─── DOCUMENT SEGMENT ───
Congress, however, only funded a preliminary project for two years. That effort, carried out by the International Association of Chiefs of Police (IACP -- http://www.theiacp.org), resulted in a National Use of Force Database. But since 1998, Congress has refused to appropriate funds for the project. The Bureau of Justice Statistics, which is in charge of the effort, has not issued a report since June, 1998. In its final word on the subject, the Bureau wrote, "because funding was specifically requested to fulfill the... mandate for annual data collection on the police use of excessive force, but was not provided, it is unclear whether the pilot efforts can be continued."

Because of lack of funding and because law enforcement agencies participate only if they choose to -- the IACP says only 319 agencies out of at least 2500 participate -- the database has extremely limited utility at this point. The database lists, for example, a total of six police killing for the years 1997-98, far fewer than even MAP was able to uncover.

The Bureau of Justice Statistics also produced one preliminary study, a report on the prevalence of police use of force. While it does not provide a breakdown for drug-related incidents, it does provide a startling estimate of the extent of police violence. The Census Bureau in 1996 surveyed a sample of some 6,000 citizens on their interactions with police, and extrapolating from those interviews, the Bureau of Justice Statistics estimated that some "500,000 persons (0.2% of the population age 12 or older) were hit, held, pushed, choked, threatened with a flashlight, restrained by a police dog, threatened or actually sprayed with chemical or pepper spray, threatened with a gun, or experienced some other form of force. Of the 500,000, about 400,000 were also handcuffed." (The report is online at http://www.ojp.usdoj.gov/bjs/abstract/puof.htm.)

For obvious reasons, the survey contained no interviews with victims of fatal police shootings.

While the study's authors noted that the sample was to small for reliable estimates, they did find racial differences in line with other recent studies of racial disparities in the administration of criminal justice in general and in drug law enforcement in particular. Less than 1% of whites who reported contact with police reported police threat or use of force; for blacks that figure was 2.1% and for Hispanics 5.4%.
─── DATA SECTION ───
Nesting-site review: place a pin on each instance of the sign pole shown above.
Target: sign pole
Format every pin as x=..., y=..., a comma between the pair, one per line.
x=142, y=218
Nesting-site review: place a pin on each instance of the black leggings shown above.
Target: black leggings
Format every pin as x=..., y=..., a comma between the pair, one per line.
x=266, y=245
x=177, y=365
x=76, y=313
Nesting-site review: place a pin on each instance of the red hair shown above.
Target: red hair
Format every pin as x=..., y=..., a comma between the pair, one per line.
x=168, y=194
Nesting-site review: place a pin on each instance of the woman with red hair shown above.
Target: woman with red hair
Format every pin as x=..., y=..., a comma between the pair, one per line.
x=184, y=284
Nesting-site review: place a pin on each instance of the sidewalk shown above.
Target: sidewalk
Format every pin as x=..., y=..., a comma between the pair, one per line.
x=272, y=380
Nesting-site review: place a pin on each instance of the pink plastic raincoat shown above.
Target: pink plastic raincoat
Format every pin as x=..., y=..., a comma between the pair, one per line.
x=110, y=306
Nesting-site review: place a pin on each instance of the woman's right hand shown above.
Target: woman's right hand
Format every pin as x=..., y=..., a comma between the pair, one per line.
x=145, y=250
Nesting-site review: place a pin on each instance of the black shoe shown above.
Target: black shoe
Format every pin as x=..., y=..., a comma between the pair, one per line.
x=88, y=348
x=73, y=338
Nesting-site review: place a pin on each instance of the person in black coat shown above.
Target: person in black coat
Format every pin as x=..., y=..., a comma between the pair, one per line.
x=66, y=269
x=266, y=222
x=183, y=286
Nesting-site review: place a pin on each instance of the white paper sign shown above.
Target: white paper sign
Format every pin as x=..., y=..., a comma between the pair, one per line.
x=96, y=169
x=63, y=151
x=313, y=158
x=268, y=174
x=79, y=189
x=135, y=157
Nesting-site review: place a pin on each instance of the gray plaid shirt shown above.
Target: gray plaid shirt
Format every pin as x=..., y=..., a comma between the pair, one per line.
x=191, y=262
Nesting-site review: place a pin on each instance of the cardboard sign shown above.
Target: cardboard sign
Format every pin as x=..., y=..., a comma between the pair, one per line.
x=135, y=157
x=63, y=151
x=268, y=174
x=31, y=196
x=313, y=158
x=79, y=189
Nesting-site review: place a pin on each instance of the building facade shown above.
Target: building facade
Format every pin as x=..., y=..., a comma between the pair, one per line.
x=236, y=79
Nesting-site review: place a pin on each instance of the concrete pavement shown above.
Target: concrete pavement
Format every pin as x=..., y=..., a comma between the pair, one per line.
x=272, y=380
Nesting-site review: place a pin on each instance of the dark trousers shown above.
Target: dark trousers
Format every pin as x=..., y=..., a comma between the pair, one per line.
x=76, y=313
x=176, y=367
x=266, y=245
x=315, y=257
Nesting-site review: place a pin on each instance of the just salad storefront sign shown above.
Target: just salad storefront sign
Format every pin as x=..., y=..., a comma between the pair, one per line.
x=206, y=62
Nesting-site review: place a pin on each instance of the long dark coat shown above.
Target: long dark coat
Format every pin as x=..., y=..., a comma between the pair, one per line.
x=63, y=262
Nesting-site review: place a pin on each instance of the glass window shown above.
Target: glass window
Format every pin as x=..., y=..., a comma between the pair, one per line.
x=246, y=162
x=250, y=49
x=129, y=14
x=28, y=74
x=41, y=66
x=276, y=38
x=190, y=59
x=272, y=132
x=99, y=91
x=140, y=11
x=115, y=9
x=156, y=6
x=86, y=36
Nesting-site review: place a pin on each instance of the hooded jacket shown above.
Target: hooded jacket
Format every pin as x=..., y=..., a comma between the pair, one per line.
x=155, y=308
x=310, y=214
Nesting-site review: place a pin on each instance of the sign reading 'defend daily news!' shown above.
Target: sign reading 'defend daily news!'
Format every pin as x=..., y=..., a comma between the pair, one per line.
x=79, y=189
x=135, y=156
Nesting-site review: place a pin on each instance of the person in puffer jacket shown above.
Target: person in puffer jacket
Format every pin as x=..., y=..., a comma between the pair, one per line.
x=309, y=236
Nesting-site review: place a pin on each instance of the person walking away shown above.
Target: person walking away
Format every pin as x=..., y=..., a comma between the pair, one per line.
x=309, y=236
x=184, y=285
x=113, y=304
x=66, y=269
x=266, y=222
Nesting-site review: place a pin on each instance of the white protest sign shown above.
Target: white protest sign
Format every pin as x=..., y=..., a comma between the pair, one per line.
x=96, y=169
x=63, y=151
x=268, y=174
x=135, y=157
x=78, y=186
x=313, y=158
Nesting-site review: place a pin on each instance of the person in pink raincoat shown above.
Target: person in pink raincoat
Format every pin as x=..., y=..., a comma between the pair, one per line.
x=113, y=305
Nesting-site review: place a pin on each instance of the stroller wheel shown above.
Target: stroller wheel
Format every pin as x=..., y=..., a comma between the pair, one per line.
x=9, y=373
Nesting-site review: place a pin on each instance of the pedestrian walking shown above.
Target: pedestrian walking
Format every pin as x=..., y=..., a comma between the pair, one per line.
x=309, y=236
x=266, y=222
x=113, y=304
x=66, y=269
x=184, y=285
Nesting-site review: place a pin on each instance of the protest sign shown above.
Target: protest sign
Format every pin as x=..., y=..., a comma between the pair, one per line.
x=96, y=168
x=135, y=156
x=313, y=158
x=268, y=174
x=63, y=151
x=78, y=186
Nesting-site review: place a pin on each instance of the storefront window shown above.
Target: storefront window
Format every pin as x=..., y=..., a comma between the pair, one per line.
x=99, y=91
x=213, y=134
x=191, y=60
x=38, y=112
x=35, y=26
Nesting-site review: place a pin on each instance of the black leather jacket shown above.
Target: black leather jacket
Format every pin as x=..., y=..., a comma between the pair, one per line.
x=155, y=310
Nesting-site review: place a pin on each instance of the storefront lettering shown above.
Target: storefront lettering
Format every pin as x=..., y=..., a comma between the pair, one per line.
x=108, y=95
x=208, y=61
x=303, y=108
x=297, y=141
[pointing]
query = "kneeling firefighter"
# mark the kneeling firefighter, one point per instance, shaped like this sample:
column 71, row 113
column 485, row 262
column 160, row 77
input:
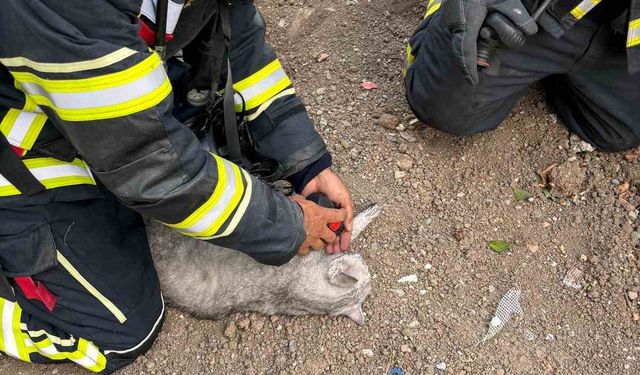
───
* **QUESTIONS**
**A.** According to the passage on police use-of-force data, why does the National Use of Force Database have extremely limited utility? Answer in one to three sentences.
**B.** Continue the passage on police use-of-force data, picking up after its final sentence about racial differences.

* **ANSWER SET**
**A.** The database has extremely limited utility because it lacks funding and because law enforcement agencies participate only if they choose to. According to the IACP, only 319 agencies out of at least 2500 participate.

**B.**
The standard measure for police shootings, the FBI's annual Uniform Crime Reports, shows what it calls justified homicides by law enforcement, but does not break down the aggregate numbers by type of offense. The 1999 report shows total law enforcement killings hovering at more than 300 annually throughout the decade, before dropping to 294 last year. (The UCR is available online at http://www.fbi.gov/ucr/99cius.htm.)

Lynch said that regardless of the lack of hard numbers on drug-related police shootings, he knows where the problem lies. "The war on drugs is the leading cause of police shootings," he said flatly. "When you look at the percentage of search warrants being executed, most of them are for drug activity. When there is either a mistaken shooting or violence between homeowners and police, it is usually drug enforcement. If you're looking at innocent people being killed, it is usually in a drug raid context.

McNamara gives credit where credit is due. "Police are doing an excellent job of reducing shootings," he said, "except for drug shootings."

For McNamara, the bottom line is protecting human life. "Police officers are not soldiers but peace officers, whose duty is to protect human life. We've lost sight of the basic mission of police, which is to protect human life, not make drug arrests. When we set priorities and they conflict, protection of human life should take precedent, not the desire to seize drugs."

MAP's Mark Greer is frustrated. "This is a story crying out to be written," he told DRCNet. "We hope a good investigative reporter could pull all this together for a nationwide expose of not only the number of innocents murdered, but also the racial breakdown, and how consistently people are being killed in drug enforcement because they 'attacked the officer with his car.'"

Is there a reporter in the house?

(Check out a nice sampling of McNamara's writings and work at http://www.druglibrary.org/schaffer/debate/mcn/mcntoc.htm and http://www.drcnet.org/cops/ on our web sites.)


4. West Coast Forward, East Cost Back: San Diego Needle Exchange One Step Closer, Defeat in Prince George's County, Maryland

Last month, DRCNet reported on preliminary steps toward a privately-run but city-approved needle exchange program to deal with a burgeoning Hepatitis C epidemic (http://www.drcnet.org/wol/151.html#sdexchange).

On Monday, the San Diego City Council officially declared a Hepatitis C emergency on a 5-2 vote, paving the way for a well-crafted and broadly supported needle exchange program.

"This is a real epidemic," Ian Trowbridge, a professor at Salk Institute and UCSD, told the San Diego Union Tribune.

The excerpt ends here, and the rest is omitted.